_ИСХОДНЫЙ ТЕКСТ_
##############################
Объективная мыслительная структура – это отражение общественного бытия и выражение его через особый стиль мышления, или стиль искусства (что, в конечном счете, также является стилем мышления), который сложился в обществе. Для определенной группы людей это единственно возможный способ восприятия и описания мира. Этот стиль, будучи когда-то созданным людьми, начинает существовать как некая априорная структура, предопределяющая основные параметры окружающего мира. Он проявляется почти одинаково в научной картине мира, в искусстве, в философии и архитектуре, моде, даже во взаимоотношениях людей. Для иллюстрации можно снова вернуться к рассуждениям Шпенглера о науке. Нынешний физик, писал он, слишком легко забывает, что слова «величина», «положение», «процесс», «тело» выражают специфические западные картины с уже не поддающимся словесной фиксации семантическим ощущением, которое совершенно чуждо античному или арабскому мышлению и чувствованию. Но оно полностью определяет характер научных фактов в наше время, сам способ их познания. Можно уже не говорить о таких запутанных понятиях, как «квант действия», «вероятность» и им подобных, каждое из которых само по себе содержит настоящий миф о природе. «Какой-нибудь утонченный ум времен Архимеда, по основательном штудировании новейшей теоретической физики, клятвенно заверил бы, что ему непонятно, как мог бы кто-либо считать наукой столь произвольные, гротескные и путаные представления, да к тому же еще и выдавать их за необходимые следствия, вытекающие из предлежащих фактов»95.
Но если в естествознании еще сохраняется иллюзия преемственности между поколениями, иллюзия неизменной «истины в себе», в познании которой каждая эпоха продвигается по мере своих возможностей, то в гуманитарных науках, искусстве временная социальная обусловленность выступает более явственно. Здесь концепция прогрессивного развития делает социальную историю не только наукой, но и разновидностью религии. Все приносится в жертву будущему и прежде всего – настоящее, переживание ценности и очарования каждого момента. Человек жертвует свою душу духу прогресса и строит общество будущего на костях сегодняшнего сообщества. Он воспринимает каждый день и каждый образ только через очки развития, все время стремится вперед, не зная, куда и зачем. Это трагедия человека, который все время отворачивается от себя настоящего, чтобы постичь себя в будущем.
##############################
_ПОСТАВЛЕННАЯ ЗАДАЧА 1_
Объясните по тексту о стиле мышления, почему положение человека, подчинившего жизнь идее прогресса, названо трагедией.
_ПОСТАВЛЕННАЯ ЗАДАЧА 2_
Выведите из текста о стиле мышления дословный отрывок, начиная со слов «Но если в естествознании» и заканчивая словами «себя в будущем.» включительно.
##############################
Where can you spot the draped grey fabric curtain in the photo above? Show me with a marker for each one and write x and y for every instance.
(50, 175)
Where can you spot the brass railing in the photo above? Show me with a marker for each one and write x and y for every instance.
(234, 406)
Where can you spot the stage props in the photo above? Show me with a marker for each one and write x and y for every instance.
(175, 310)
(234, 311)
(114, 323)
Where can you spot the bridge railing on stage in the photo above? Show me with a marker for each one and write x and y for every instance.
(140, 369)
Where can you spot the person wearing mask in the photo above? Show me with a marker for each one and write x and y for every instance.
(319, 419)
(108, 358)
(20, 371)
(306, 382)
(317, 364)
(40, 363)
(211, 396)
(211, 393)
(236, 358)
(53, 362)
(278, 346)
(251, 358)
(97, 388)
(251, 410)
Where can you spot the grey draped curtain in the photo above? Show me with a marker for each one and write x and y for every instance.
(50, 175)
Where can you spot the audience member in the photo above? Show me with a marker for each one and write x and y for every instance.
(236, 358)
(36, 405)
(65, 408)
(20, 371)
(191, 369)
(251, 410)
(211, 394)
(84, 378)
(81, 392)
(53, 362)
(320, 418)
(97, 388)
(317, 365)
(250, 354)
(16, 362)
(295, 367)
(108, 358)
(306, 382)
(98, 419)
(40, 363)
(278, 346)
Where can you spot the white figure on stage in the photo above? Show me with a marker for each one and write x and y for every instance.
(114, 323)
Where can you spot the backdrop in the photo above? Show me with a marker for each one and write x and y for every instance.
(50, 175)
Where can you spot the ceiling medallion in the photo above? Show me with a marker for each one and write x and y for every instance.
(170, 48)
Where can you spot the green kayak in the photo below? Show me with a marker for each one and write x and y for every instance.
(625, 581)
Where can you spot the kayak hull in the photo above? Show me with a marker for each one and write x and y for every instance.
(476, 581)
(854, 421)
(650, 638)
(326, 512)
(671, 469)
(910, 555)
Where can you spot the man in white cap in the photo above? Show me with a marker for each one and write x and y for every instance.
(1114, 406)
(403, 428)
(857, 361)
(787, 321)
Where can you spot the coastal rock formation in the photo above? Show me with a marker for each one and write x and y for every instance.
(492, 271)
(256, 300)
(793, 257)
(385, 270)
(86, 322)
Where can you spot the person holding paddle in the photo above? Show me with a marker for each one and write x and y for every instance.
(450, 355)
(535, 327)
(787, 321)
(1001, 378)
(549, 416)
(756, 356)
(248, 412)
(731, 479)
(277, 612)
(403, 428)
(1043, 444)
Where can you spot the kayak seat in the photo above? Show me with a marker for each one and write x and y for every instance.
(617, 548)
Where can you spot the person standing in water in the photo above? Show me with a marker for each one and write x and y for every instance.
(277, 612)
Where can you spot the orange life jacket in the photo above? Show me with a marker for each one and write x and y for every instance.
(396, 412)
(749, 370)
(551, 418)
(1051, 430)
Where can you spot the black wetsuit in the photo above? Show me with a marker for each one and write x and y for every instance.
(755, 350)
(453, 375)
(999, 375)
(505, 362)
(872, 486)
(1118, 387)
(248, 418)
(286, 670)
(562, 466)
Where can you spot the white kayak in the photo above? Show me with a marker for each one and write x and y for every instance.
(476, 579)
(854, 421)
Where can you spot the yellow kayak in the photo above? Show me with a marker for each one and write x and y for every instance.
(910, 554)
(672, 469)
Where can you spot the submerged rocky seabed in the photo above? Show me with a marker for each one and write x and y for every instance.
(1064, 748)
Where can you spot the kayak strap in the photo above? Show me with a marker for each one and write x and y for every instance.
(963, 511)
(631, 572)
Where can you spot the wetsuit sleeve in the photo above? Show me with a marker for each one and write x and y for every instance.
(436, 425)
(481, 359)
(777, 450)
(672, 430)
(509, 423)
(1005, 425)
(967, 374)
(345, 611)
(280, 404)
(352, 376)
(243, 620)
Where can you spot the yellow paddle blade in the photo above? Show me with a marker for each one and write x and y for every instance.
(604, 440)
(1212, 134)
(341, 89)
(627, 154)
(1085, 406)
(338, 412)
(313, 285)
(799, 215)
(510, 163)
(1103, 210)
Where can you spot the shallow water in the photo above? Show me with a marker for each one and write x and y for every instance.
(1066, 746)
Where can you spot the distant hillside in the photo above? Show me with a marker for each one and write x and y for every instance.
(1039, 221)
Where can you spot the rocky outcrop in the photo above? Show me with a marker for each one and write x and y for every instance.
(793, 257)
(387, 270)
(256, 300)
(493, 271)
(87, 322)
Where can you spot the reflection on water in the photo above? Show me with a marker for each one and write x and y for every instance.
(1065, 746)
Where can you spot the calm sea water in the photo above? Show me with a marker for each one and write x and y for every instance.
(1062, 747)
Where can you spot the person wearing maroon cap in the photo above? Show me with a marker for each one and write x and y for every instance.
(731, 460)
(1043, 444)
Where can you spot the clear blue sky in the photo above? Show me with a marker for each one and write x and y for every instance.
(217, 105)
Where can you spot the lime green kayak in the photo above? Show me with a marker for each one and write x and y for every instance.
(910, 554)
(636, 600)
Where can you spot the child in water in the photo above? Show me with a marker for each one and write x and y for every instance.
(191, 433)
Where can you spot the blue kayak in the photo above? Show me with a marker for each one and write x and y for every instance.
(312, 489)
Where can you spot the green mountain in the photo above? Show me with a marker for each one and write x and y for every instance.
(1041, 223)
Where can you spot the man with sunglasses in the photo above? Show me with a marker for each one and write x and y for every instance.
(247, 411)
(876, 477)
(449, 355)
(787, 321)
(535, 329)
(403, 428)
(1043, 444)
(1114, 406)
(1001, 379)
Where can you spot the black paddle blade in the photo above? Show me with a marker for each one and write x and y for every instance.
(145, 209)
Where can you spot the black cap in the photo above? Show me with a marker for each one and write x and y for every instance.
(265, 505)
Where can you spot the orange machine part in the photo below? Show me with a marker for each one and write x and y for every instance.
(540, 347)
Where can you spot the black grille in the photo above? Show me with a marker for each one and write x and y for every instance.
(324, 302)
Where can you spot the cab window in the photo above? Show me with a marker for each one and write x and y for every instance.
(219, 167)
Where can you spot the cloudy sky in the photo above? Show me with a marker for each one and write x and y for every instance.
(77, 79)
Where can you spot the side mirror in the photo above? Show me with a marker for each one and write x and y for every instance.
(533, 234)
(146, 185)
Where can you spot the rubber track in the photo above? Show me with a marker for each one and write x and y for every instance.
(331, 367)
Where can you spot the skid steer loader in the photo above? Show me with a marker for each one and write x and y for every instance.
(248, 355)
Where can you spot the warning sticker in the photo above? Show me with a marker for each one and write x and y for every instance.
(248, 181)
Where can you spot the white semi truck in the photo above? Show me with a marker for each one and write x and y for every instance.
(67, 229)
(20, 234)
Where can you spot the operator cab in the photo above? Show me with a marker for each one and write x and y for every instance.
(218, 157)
##############################
_ПОЛНЫЙ ОТВЕТ 1_
Такой человек все время отворачивается от себя настоящего, чтобы постичь себя в будущем. Он приносит будущему в жертву настоящее, то есть переживание ценности и очарования каждого момента. При этом он все время стремится вперед, не зная, куда и зачем.

_ПОЛНЫЙ ОТВЕТ 2_
Но если в естествознании еще сохраняется иллюзия преемственности между поколениями, иллюзия неизменной «истины в себе», в познании которой каждая эпоха продвигается по мере своих возможностей, то в гуманитарных науках, искусстве временная социальная обусловленность выступает более явственно. Здесь концепция прогрессивного развития делает социальную историю не только наукой, но и разновидностью религии. Все приносится в жертву будущему и прежде всего – настоящее, переживание ценности и очарования каждого момента. Человек жертвует свою душу духу прогресса и строит общество будущего на костях сегодняшнего сообщества. Он воспринимает каждый день и каждый образ только через очки развития, все время стремится вперед, не зная, куда и зачем. Это трагедия человека, который все время отворачивается от себя настоящего, чтобы постичь себя в будущем.